START MATERIAL FOR THIS EXERCISE
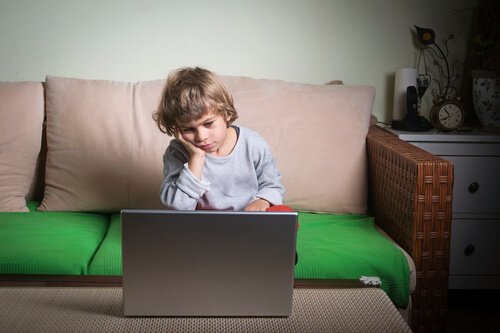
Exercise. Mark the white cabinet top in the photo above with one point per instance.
(470, 136)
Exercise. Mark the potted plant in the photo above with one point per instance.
(484, 58)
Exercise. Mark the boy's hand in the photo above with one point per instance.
(196, 155)
(259, 205)
(192, 149)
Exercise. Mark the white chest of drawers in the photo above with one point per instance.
(475, 233)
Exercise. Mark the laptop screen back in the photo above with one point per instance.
(208, 263)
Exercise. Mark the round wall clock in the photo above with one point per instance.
(447, 114)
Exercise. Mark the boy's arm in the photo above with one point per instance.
(269, 178)
(180, 189)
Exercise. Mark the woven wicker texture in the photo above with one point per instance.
(100, 310)
(411, 199)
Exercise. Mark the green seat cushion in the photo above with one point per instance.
(60, 243)
(108, 259)
(337, 246)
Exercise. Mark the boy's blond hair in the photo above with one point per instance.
(190, 92)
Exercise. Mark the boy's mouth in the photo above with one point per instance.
(206, 147)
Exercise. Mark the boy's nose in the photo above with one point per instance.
(200, 136)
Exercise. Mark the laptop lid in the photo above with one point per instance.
(208, 263)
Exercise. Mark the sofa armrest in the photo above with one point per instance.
(410, 196)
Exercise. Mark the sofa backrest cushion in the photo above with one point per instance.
(21, 123)
(317, 134)
(105, 151)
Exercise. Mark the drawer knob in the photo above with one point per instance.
(473, 187)
(469, 250)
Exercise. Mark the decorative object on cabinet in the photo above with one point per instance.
(486, 101)
(447, 114)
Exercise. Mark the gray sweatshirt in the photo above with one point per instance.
(228, 183)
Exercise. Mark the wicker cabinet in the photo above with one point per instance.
(475, 231)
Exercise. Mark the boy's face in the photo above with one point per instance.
(207, 132)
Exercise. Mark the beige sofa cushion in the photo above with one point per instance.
(104, 149)
(105, 152)
(317, 133)
(21, 124)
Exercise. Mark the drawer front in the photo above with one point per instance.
(476, 187)
(475, 247)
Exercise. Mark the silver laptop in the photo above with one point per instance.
(208, 263)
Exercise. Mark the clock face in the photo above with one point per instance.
(450, 115)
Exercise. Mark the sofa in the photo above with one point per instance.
(74, 152)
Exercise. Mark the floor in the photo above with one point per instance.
(473, 311)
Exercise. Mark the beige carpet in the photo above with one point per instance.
(100, 310)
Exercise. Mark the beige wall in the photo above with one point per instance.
(313, 41)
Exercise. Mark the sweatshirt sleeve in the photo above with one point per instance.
(180, 189)
(268, 176)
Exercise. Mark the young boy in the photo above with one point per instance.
(212, 164)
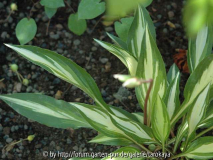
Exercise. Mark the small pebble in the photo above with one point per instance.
(103, 60)
(76, 42)
(8, 140)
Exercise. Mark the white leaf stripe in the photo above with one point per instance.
(173, 96)
(126, 58)
(112, 125)
(198, 80)
(198, 110)
(63, 68)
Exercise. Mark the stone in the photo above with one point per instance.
(103, 60)
(76, 42)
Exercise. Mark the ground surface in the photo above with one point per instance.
(85, 52)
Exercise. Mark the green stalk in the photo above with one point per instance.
(203, 132)
(146, 102)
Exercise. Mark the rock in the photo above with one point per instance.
(171, 14)
(1, 5)
(108, 29)
(69, 141)
(33, 67)
(75, 148)
(59, 50)
(38, 146)
(45, 18)
(29, 89)
(94, 48)
(103, 60)
(9, 140)
(10, 20)
(76, 42)
(6, 130)
(54, 36)
(4, 35)
(59, 27)
(25, 127)
(68, 35)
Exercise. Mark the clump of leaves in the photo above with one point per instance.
(157, 127)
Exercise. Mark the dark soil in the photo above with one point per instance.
(168, 40)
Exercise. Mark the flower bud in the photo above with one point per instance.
(30, 137)
(25, 82)
(14, 67)
(13, 7)
(152, 147)
(121, 77)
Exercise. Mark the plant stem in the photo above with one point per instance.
(146, 101)
(203, 132)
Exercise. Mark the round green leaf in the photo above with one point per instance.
(50, 12)
(89, 9)
(122, 28)
(52, 3)
(77, 26)
(26, 30)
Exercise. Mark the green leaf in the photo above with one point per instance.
(137, 31)
(118, 41)
(125, 57)
(115, 11)
(198, 110)
(26, 30)
(89, 9)
(160, 121)
(196, 14)
(102, 139)
(201, 148)
(182, 131)
(63, 68)
(125, 153)
(173, 71)
(208, 120)
(139, 116)
(172, 96)
(151, 66)
(200, 47)
(77, 26)
(50, 12)
(114, 126)
(46, 110)
(196, 83)
(52, 3)
(122, 27)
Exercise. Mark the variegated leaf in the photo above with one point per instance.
(138, 30)
(172, 96)
(160, 121)
(198, 110)
(63, 68)
(113, 126)
(151, 66)
(118, 41)
(173, 71)
(182, 130)
(125, 153)
(201, 148)
(126, 58)
(200, 47)
(112, 141)
(198, 80)
(46, 110)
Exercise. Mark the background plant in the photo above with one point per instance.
(87, 9)
(118, 126)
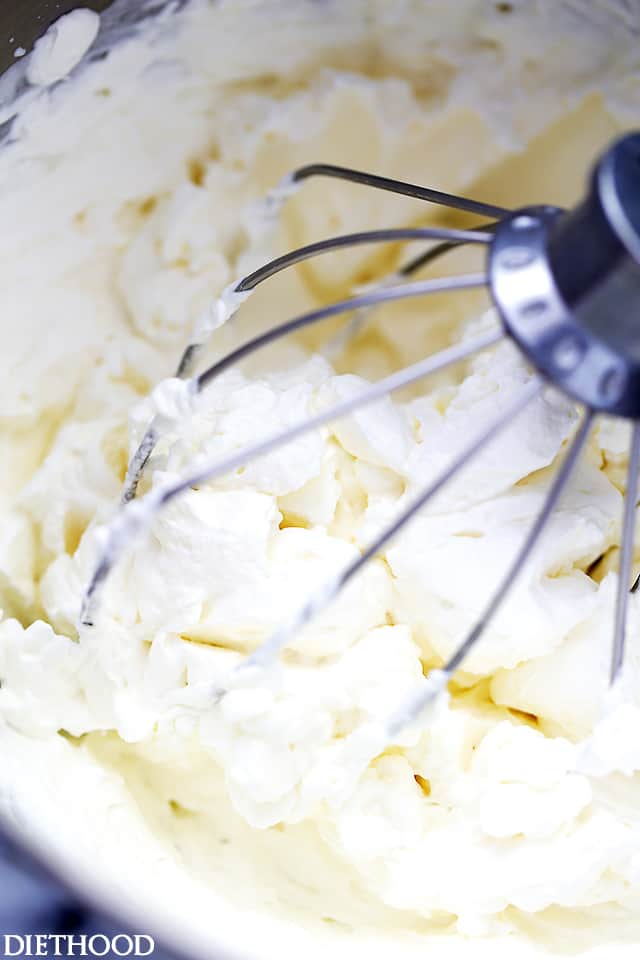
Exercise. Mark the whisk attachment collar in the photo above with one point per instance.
(567, 286)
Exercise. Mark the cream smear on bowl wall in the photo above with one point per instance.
(130, 198)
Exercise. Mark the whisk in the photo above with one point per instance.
(566, 286)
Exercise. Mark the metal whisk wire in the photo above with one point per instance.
(550, 302)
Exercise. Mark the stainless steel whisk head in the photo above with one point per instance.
(566, 286)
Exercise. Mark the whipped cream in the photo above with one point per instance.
(136, 194)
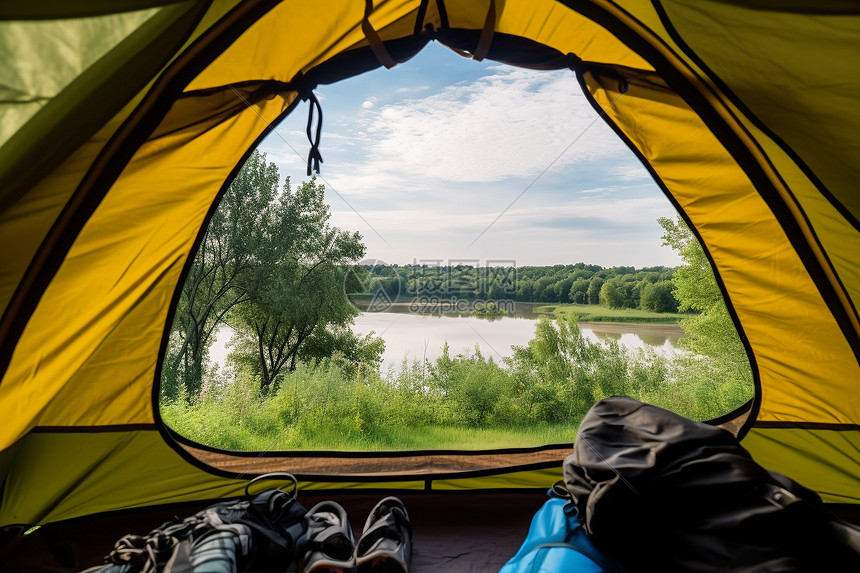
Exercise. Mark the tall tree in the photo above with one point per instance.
(710, 330)
(214, 283)
(298, 280)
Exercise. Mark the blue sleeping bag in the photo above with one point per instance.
(556, 542)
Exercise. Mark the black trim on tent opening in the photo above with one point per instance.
(111, 161)
(739, 151)
(362, 454)
(772, 424)
(751, 405)
(794, 155)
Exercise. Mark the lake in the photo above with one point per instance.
(419, 336)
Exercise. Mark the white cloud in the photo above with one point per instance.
(513, 122)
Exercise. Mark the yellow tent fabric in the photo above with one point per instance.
(122, 122)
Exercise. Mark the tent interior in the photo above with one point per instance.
(122, 124)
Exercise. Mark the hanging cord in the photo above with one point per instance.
(376, 44)
(314, 155)
(486, 39)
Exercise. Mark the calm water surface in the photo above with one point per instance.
(419, 336)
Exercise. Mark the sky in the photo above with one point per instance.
(446, 160)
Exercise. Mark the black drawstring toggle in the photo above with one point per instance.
(314, 155)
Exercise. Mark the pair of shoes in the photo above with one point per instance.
(384, 547)
(386, 544)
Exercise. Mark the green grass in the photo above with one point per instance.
(599, 313)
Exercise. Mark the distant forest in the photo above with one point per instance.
(648, 288)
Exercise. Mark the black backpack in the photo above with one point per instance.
(659, 492)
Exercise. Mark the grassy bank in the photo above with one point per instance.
(466, 401)
(599, 313)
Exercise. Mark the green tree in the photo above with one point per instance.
(594, 287)
(658, 297)
(579, 291)
(710, 330)
(214, 282)
(612, 293)
(298, 277)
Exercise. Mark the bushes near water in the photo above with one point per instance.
(467, 401)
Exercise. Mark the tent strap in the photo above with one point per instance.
(486, 39)
(376, 44)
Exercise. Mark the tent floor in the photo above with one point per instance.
(462, 532)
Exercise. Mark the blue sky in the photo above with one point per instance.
(423, 158)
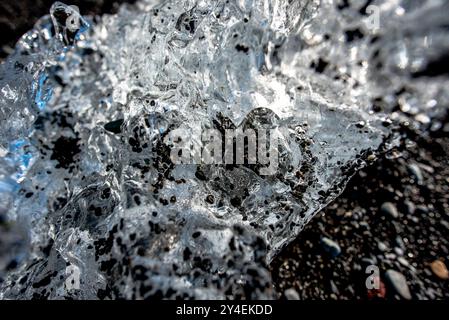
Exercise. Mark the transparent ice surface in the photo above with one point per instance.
(85, 107)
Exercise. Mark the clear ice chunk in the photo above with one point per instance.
(84, 119)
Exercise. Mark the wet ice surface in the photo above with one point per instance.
(85, 167)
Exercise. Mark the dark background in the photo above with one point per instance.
(414, 179)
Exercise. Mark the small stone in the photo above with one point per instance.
(334, 288)
(410, 206)
(403, 261)
(378, 292)
(331, 247)
(445, 224)
(416, 173)
(439, 269)
(390, 209)
(291, 294)
(398, 283)
(382, 246)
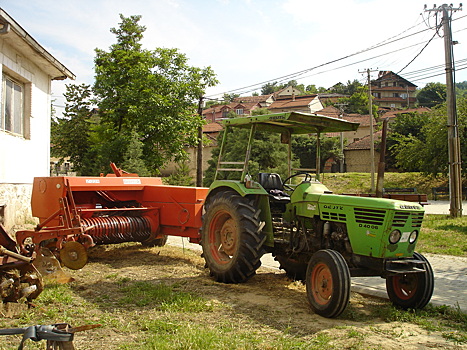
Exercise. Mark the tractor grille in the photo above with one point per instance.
(334, 216)
(369, 216)
(401, 218)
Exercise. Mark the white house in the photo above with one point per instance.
(27, 71)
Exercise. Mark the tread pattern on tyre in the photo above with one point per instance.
(422, 296)
(246, 260)
(341, 283)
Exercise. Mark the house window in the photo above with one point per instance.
(12, 117)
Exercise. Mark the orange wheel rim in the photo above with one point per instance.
(405, 286)
(223, 237)
(321, 284)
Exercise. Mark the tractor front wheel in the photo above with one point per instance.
(231, 237)
(411, 290)
(328, 283)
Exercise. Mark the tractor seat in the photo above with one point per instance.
(272, 183)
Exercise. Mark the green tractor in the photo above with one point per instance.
(318, 237)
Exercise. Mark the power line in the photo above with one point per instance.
(296, 74)
(413, 59)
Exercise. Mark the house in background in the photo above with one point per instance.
(27, 72)
(357, 154)
(217, 112)
(263, 100)
(301, 103)
(392, 91)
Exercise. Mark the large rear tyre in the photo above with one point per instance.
(328, 283)
(231, 237)
(414, 290)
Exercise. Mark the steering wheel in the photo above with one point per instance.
(308, 177)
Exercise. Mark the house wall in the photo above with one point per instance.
(358, 161)
(24, 157)
(352, 136)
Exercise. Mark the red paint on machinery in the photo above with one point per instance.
(117, 208)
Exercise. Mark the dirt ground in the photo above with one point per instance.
(269, 303)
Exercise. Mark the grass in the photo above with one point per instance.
(441, 234)
(451, 322)
(168, 335)
(360, 182)
(162, 297)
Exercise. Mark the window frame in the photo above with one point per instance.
(13, 99)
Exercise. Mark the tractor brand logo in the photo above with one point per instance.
(333, 207)
(372, 227)
(409, 206)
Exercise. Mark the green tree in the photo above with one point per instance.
(431, 95)
(147, 95)
(428, 151)
(406, 127)
(70, 134)
(304, 149)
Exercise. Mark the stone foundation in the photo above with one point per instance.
(15, 207)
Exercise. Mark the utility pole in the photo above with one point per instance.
(342, 162)
(372, 136)
(199, 156)
(455, 181)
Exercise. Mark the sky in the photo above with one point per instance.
(248, 43)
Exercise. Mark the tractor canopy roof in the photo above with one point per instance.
(294, 122)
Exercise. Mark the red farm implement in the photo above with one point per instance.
(77, 213)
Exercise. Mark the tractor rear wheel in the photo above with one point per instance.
(414, 290)
(328, 283)
(231, 237)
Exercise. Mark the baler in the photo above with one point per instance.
(76, 213)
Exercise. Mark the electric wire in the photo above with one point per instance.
(388, 41)
(296, 74)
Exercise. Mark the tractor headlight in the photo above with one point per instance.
(413, 236)
(395, 236)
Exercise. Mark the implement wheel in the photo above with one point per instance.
(231, 237)
(294, 269)
(412, 290)
(328, 283)
(73, 255)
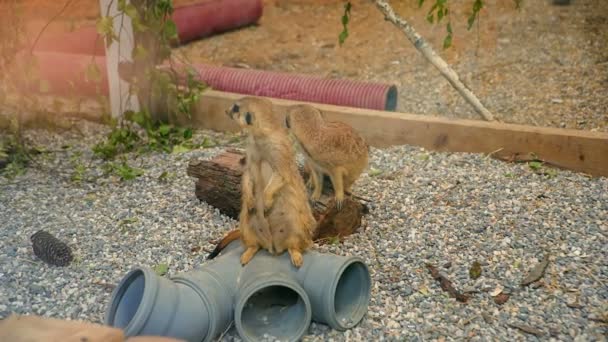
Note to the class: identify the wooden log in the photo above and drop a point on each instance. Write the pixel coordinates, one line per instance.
(219, 185)
(576, 150)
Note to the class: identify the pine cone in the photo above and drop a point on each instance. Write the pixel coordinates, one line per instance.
END MATERIAL FOR THIS EXERCISE
WHAT IS BEING ASKED: Reproduce the stretch from the line containing "Exercise. Mark the implement" through the end of the items, renaming "pine cone" as "fir cone" and keeping everything else the same. Omit the pictures.

RESULT OF THE TASK:
Exercise. Mark the implement wheel in the photo above with one point per instance.
(231, 237)
(294, 269)
(412, 290)
(328, 283)
(73, 255)
Note to the class: identify the wooden log in the photo above and drop a point on each instance. Write the pixel coordinates, one line per instance.
(219, 185)
(576, 150)
Note to the class: identify the fir cone in the photo above and drop a point on each instance. Write the pixel coordinates, one line per instance.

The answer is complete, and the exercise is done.